Pick out every row below that contains the word "white", and copy each one.

-- start DATA RECORDS --

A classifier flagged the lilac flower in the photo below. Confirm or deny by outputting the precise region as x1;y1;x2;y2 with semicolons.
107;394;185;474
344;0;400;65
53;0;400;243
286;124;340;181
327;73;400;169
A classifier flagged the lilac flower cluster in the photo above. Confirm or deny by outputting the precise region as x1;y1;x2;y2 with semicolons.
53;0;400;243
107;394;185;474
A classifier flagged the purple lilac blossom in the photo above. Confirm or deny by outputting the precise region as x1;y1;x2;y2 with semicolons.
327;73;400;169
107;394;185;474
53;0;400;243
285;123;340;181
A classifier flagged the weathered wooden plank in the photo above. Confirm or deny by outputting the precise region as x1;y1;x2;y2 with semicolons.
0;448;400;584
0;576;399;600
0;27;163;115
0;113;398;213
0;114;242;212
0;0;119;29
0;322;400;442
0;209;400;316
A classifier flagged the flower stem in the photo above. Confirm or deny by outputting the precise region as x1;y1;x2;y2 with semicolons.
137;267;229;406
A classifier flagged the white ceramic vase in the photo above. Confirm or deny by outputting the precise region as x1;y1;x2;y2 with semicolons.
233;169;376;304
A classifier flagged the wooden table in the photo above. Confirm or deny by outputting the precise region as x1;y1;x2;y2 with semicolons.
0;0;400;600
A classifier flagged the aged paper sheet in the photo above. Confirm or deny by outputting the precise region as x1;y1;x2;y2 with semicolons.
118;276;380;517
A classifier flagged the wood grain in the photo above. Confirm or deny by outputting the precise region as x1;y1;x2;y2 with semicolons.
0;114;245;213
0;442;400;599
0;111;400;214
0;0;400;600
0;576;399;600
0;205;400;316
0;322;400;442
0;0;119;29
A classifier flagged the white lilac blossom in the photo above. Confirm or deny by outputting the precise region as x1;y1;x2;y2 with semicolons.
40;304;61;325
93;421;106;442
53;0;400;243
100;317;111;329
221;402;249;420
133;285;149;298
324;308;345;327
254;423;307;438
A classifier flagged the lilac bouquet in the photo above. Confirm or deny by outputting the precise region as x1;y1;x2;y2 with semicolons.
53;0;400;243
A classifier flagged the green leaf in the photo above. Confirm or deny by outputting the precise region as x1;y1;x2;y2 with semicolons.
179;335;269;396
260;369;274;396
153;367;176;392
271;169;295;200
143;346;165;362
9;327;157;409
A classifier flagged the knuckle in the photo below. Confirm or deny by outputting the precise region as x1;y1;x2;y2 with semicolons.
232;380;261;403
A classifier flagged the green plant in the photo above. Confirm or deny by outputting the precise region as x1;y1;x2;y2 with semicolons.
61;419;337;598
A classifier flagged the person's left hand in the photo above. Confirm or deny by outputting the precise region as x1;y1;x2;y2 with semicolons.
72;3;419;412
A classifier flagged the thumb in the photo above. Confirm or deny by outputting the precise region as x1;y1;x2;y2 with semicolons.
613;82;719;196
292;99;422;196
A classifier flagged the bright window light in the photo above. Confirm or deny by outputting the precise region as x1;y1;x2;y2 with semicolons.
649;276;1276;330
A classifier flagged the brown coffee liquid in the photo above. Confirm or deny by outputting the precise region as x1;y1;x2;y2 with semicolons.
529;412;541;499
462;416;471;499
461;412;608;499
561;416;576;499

-- end DATA RECORDS --

▸ **TASK ANSWER**
A classifier flagged the white ceramic vase in the photo above. Confirm or deny by outputting the precise region as x1;y1;x2;y2 with semicolons.
A classifier flagged the white lilac blossom in the photo above. Confirm or deny by outputting the precise region as x1;y1;x2;y2 with semicolons.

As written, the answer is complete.